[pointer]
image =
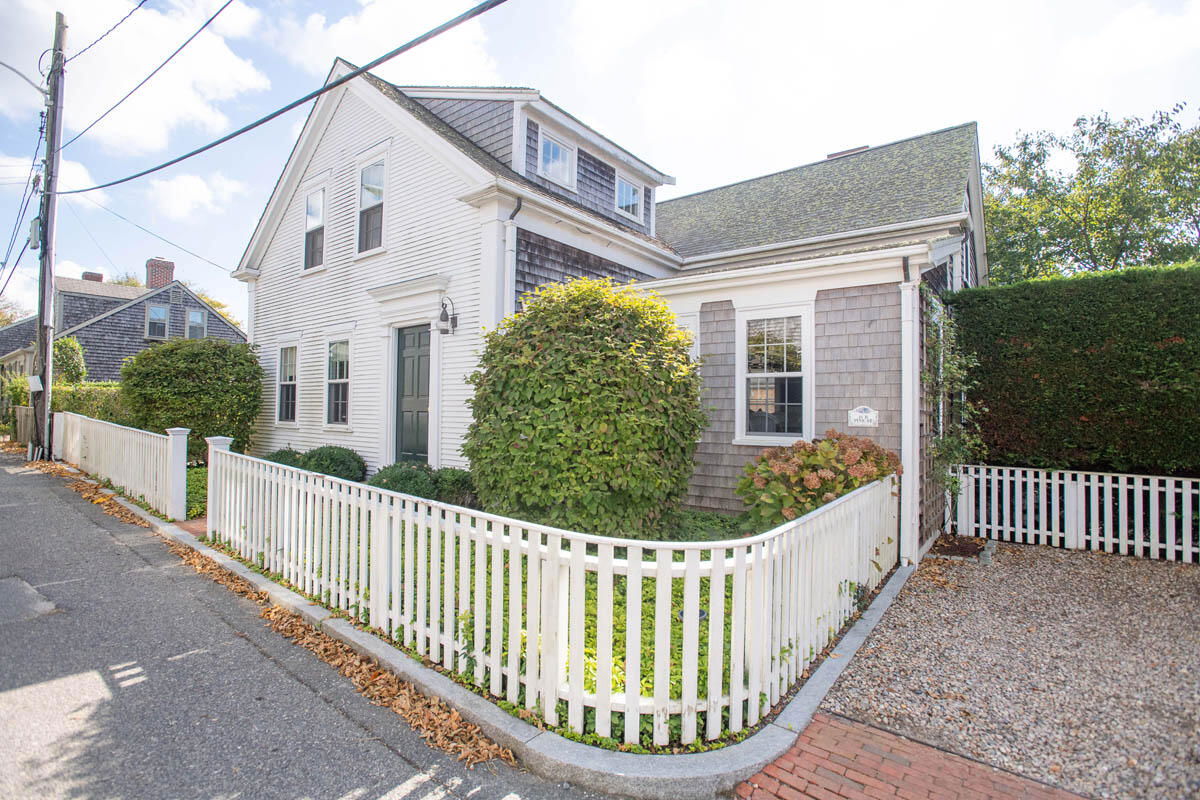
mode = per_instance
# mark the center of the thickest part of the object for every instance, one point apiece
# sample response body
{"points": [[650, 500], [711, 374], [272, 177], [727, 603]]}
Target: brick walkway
{"points": [[837, 757]]}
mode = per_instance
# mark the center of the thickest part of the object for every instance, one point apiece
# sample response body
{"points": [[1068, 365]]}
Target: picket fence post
{"points": [[177, 473]]}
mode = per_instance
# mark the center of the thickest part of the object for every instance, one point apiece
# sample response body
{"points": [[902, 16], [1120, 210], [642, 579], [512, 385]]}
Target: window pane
{"points": [[372, 186], [315, 210]]}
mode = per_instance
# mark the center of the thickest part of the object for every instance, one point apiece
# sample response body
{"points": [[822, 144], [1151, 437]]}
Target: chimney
{"points": [[846, 152], [160, 272]]}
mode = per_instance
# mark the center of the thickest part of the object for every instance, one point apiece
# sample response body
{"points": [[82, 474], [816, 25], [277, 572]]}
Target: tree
{"points": [[69, 364], [213, 386], [1111, 193], [586, 411]]}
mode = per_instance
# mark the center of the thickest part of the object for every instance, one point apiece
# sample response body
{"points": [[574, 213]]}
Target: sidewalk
{"points": [[837, 757], [148, 680]]}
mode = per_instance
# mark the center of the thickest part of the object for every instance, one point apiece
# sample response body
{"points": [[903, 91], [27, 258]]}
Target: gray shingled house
{"points": [[114, 322], [411, 218]]}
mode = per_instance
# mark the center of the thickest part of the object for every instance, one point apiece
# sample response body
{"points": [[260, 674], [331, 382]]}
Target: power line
{"points": [[143, 82], [351, 76], [97, 40], [159, 236]]}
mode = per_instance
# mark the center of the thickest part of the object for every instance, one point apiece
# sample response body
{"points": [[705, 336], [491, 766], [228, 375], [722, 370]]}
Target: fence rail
{"points": [[151, 467], [1149, 516], [23, 429], [615, 637]]}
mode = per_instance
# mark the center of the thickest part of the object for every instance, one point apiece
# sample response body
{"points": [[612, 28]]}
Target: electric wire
{"points": [[153, 73], [334, 84], [99, 38]]}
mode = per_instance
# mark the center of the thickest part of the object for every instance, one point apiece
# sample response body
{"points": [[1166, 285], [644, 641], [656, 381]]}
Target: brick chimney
{"points": [[160, 272]]}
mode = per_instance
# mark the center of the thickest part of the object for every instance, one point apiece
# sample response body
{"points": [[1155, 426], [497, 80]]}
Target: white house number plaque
{"points": [[863, 417]]}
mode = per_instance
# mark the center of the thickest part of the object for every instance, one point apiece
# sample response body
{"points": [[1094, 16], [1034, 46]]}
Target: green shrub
{"points": [[69, 364], [211, 386], [455, 486], [586, 410], [1089, 372], [407, 477], [787, 482], [197, 492], [339, 462], [287, 456]]}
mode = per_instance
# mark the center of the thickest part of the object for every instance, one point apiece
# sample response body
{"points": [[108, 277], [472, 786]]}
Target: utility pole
{"points": [[45, 364]]}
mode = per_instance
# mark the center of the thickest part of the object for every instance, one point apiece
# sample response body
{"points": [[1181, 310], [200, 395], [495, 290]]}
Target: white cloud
{"points": [[184, 196], [184, 95], [457, 56]]}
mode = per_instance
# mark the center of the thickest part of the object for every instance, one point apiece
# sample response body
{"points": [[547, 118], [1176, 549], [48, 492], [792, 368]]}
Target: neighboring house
{"points": [[409, 220], [114, 322]]}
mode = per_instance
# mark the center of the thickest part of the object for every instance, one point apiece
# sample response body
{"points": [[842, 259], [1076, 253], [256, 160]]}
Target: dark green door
{"points": [[413, 394]]}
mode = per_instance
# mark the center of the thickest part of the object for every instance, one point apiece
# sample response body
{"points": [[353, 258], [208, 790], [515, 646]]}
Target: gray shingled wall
{"points": [[108, 342], [718, 462], [545, 260], [858, 359], [487, 122], [595, 181]]}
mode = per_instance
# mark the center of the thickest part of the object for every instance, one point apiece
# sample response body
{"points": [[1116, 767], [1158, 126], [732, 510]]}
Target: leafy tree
{"points": [[586, 411], [69, 364], [1111, 193], [211, 386]]}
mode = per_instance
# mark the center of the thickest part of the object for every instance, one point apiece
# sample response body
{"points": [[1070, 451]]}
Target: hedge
{"points": [[1098, 371]]}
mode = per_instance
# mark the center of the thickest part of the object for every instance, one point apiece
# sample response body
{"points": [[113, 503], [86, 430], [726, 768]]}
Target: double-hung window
{"points": [[315, 229], [197, 323], [371, 184], [556, 161], [156, 322], [337, 384], [286, 404], [774, 377], [629, 198]]}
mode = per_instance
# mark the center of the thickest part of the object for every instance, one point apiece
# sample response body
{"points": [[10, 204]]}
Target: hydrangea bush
{"points": [[787, 482]]}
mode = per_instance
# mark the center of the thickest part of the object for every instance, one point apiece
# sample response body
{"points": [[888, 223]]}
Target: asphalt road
{"points": [[148, 680]]}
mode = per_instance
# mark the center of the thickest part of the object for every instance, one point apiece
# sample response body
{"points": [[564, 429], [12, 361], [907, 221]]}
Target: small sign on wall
{"points": [[863, 417]]}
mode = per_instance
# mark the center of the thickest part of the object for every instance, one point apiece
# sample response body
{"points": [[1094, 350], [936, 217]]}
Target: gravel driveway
{"points": [[1079, 669]]}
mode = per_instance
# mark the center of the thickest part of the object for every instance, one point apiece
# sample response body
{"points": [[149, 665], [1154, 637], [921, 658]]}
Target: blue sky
{"points": [[708, 91]]}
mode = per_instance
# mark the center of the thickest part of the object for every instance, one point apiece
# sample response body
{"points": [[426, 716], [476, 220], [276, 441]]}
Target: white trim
{"points": [[295, 382], [805, 311], [641, 197], [331, 338], [166, 325], [691, 262], [565, 144]]}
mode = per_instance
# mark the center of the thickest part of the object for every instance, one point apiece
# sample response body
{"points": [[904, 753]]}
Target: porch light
{"points": [[448, 320]]}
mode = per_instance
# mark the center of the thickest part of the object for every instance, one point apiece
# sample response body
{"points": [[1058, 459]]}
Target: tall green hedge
{"points": [[1091, 372]]}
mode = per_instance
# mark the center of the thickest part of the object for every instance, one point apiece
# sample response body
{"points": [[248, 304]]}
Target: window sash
{"points": [[156, 329]]}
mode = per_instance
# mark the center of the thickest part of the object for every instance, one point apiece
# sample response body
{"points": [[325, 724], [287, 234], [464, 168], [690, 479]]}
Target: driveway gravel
{"points": [[1080, 669]]}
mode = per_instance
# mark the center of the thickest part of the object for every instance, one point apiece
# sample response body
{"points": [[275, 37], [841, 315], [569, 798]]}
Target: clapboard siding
{"points": [[595, 181], [487, 122], [544, 260], [427, 232]]}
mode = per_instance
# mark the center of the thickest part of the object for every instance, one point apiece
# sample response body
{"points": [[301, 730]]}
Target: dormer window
{"points": [[556, 161], [315, 229], [629, 198]]}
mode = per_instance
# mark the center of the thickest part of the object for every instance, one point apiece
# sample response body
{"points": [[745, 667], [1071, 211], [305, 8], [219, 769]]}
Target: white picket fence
{"points": [[1134, 515], [713, 633], [23, 427], [151, 467]]}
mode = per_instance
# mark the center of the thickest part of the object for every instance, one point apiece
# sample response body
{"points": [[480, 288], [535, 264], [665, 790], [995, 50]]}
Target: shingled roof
{"points": [[912, 179]]}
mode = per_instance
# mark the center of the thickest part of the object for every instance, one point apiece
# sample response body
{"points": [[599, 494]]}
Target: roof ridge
{"points": [[822, 161]]}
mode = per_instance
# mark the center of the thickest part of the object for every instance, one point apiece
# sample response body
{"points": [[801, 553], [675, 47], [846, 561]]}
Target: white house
{"points": [[408, 220]]}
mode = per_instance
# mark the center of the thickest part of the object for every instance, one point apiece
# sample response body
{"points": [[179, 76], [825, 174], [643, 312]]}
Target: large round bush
{"points": [[586, 410], [211, 386], [339, 462]]}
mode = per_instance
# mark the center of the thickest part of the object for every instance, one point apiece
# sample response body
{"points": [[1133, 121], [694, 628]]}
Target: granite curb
{"points": [[690, 776]]}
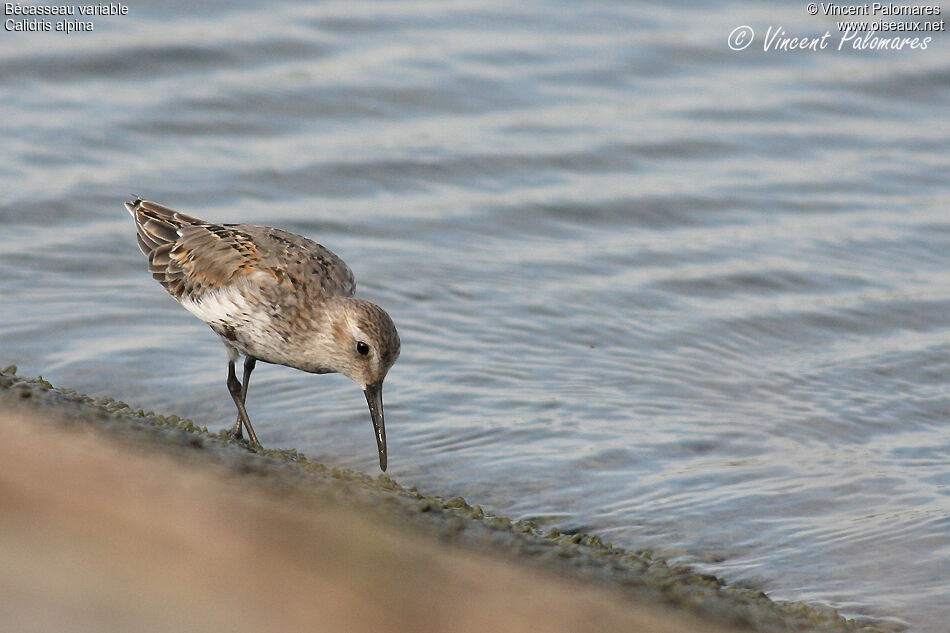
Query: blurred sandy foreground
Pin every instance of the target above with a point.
(111, 521)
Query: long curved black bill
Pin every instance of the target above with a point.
(374, 398)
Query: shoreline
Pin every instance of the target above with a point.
(481, 566)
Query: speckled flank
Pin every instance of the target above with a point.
(272, 296)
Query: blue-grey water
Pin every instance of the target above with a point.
(689, 298)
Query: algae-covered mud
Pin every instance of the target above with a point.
(600, 586)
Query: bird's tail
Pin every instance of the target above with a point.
(157, 225)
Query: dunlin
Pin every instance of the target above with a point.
(271, 296)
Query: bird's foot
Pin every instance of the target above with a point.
(238, 438)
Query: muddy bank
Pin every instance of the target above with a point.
(114, 519)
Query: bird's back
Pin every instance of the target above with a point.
(191, 257)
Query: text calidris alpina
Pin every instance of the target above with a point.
(272, 296)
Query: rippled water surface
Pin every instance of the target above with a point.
(688, 298)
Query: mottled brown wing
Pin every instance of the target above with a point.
(190, 256)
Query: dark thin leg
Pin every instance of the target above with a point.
(238, 394)
(249, 363)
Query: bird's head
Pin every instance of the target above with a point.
(367, 346)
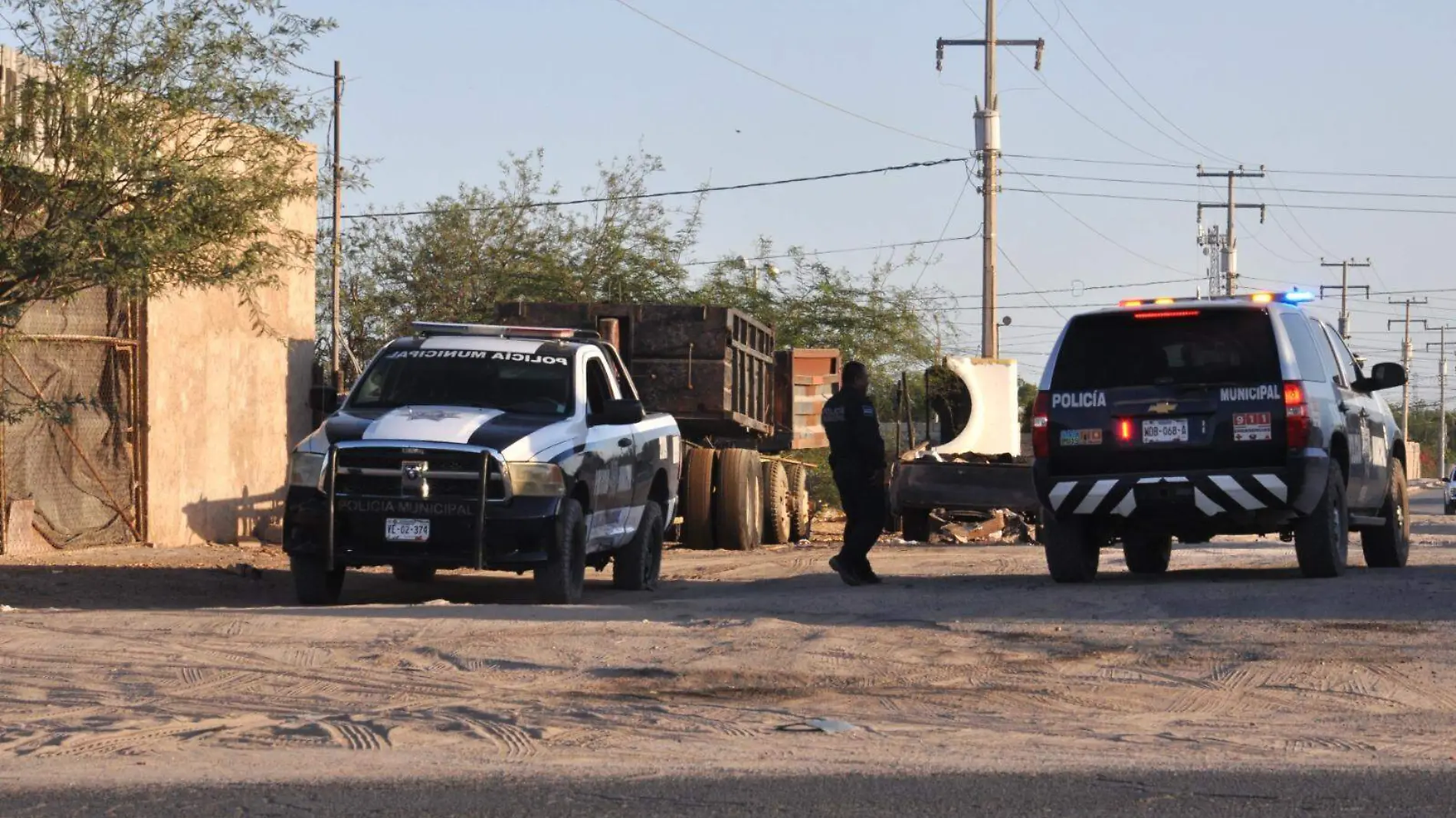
===
Required work: Find every line in the records that contains the string "bird" and copy each one in full. Case counts.

Exercise solution:
Query: bird's tail
Query: bird's foot
Query: bird's back
Query: bird's head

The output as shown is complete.